• _Короткое задание_
Допишите заметки о поэзии 1961 года, начав сразу после последней приведенной в них строки.

• _Текст для чтения_
━━━━━━━━━━━━━━━━━━━━

№5, 1962/На темы современности

Семь ли цветов в радуге? (Заметки о поэзии 1961 года)

  1. УЧИВШИЙСЯ И ВИДЕВШИЙ

А сколько в радуге цветов? Нет, в самом деле. Каждый, кто видел ее в небе, вряд ли задумывался над этим. Но тот, кто выучил законы спектра, ответит, разбуди его хоть ночью: семь. «Каких там семь! – воскликнет Видевший. – Их, ну, семьсот, семь тысяч…»»Перечислите же их цвета», – холодно возразит Учившийся. «Перечислить?.. Назвать?.. А, простите, зачем?» На это Учившийся снисходительно улыбнется. А Видевший почувствует смущение от своего бессилия и огорчение от того, что восторг его сбит логикой и медленно улетучивается…

В применении к нашей поэзии спор Видевшего с Учившимся часто выглядит как спор поэзии с догматической критикой, однако с той существенной разницей, что Учившийся прав (спектр радуги верно состоит из семи основных цветов). Он только не хочет понять, что человек видит оттенки и переходы одного тона в другой, светящийся ореол, то есть действительно – не семь, а минимум семижды семь красок!

Догматик в критике тем хуже Учившегося, что он не согласен даже со спектром. Ему говори – семь, так он и те семь в один цвет превратит, ехидно тыча вам школьный учебник физики, где черным по белому написано, что обыкновенный свет можно разложить на его составные цвета… «А может быть одного хватит, серого?» Таких упразднителей радуги в наше время встречаешь все реже. Усердие осталось, а громкость тона как-то на нет сходит. Время сложное для них, что ли?

Всегда была и будет борьба умов творческих, живых с умами ленивыми, косными. Легче что-то один раз заучить, чем учиться всю жизнь. Но есть в споре Видевшего с Учившимся и нечто представляющее для поэзии специфический интерес.

Предоставим слово Н. Асееву:

«В поэзии среднее знание производит опустошение чувственных понятий, замену их общеформулировочными. Вместо образов, выношенных воображением в результате личного опыта, сравнения, наблюдения, средний стихотворец берет общеизвестные, общепринятые. Так легче быть понятым, но зато легче стать и забытым. И, печатая свои произведения, автор все же может – быть поэтом не по праву, а лишь по снисхождению».

Так что же: точное знание, общие формулы, общие понятия, – «общепринятое» мешают поэзии? Нет, разумеется. Мешает поэзии «среднее звание», потому что в творчестве (как и в точной науке, кстати) «среднее знание» – только отправная точка движения к истине. Искусство к тому же чувственно приближает идею к душе человеческой. Истина «общая» не становится ложной от того, что она «общеформулировочна». И для поэзии она чужда в силу всеобщности своей формы, не сути. Но так как вне индивидуальной формы в искусстве ничего реального не существует, то и самые верные «общие» мысли не становятся в стихах поэзией до тех пор, пока не пройдут свой – каждый раз особый – путь нравственного и эстетического обжига в горниле личного опыта художника.

«Опустошение чувственных понятий»… Как это хорошо сказано! Образ в поэзии обеднен, если он не выстрадан и не выношен натурою поэта, если он – результат рассудочных действий. Есть у Н. Заболоцкого отличные строки о слиянии чувства с идеей:

Есть черта, присущая народу:

Мыслит он не разумом одним, –

Всю свою душевную природу

Наши люди связывают с ним.

━━━━━━━━━━━━━━━━━━━━

• _Извлеченные данные_
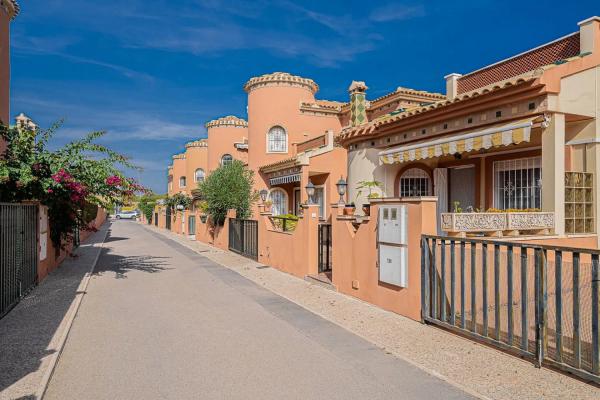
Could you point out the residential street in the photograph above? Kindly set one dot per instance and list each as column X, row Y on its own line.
column 160, row 321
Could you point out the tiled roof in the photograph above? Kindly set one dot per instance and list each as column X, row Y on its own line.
column 291, row 160
column 197, row 143
column 410, row 92
column 366, row 129
column 280, row 78
column 230, row 120
column 549, row 53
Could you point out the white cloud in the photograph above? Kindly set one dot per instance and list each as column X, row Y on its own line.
column 397, row 12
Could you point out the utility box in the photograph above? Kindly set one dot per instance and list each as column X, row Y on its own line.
column 392, row 244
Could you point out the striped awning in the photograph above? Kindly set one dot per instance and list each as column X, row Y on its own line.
column 513, row 133
column 280, row 180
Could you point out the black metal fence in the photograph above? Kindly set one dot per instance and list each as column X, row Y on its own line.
column 284, row 224
column 325, row 248
column 541, row 302
column 243, row 237
column 18, row 253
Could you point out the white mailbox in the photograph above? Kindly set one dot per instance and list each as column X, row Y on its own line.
column 392, row 245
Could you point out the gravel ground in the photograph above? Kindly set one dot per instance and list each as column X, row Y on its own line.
column 161, row 321
column 477, row 369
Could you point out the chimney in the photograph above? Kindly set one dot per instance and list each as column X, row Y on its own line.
column 589, row 35
column 358, row 103
column 452, row 85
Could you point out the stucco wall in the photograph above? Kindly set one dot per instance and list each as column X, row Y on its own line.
column 195, row 157
column 355, row 270
column 271, row 106
column 179, row 170
column 221, row 141
column 4, row 67
column 292, row 252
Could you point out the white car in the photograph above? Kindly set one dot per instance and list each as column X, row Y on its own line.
column 126, row 215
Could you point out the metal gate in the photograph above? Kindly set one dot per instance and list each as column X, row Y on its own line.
column 243, row 237
column 325, row 248
column 18, row 253
column 192, row 225
column 168, row 218
column 540, row 302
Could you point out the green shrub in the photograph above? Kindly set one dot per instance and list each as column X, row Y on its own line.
column 228, row 187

━━━━━━━━━━━━━━━━━━━━

• _Ответ_
 

Оттого прекрасны наши сказки,

Наши песни, сложенные в лад.

В них и ум и сердце без опаски

На одном наречье говорят.

Как это согласуется с мыслью Н. Добролюбова, более ста лет назад разделившего понятие простого исполнения долга и такого исполнения обязанностей своих перед обществом, которое слито с «потребностями внутреннего существа своего»! Только такой человек, который «е «терпит над собой веление долга», а переработал долг «в свою плоть и кровь внутренним процессом самосознания и саморазвития», – только такой человек, по Добролюбову, может быть назван «истинно нравственным». Да и художник ли тот, кто исповедует ту, иную, терпеливую «нравственность»?.. Вот ведь в чем дело, вот о каком «слиянии» личного и общего применительно к творческому процессу должна идти речь.

Объективным мерилом истинности или неистинности такого слияния в поэзии является художественность.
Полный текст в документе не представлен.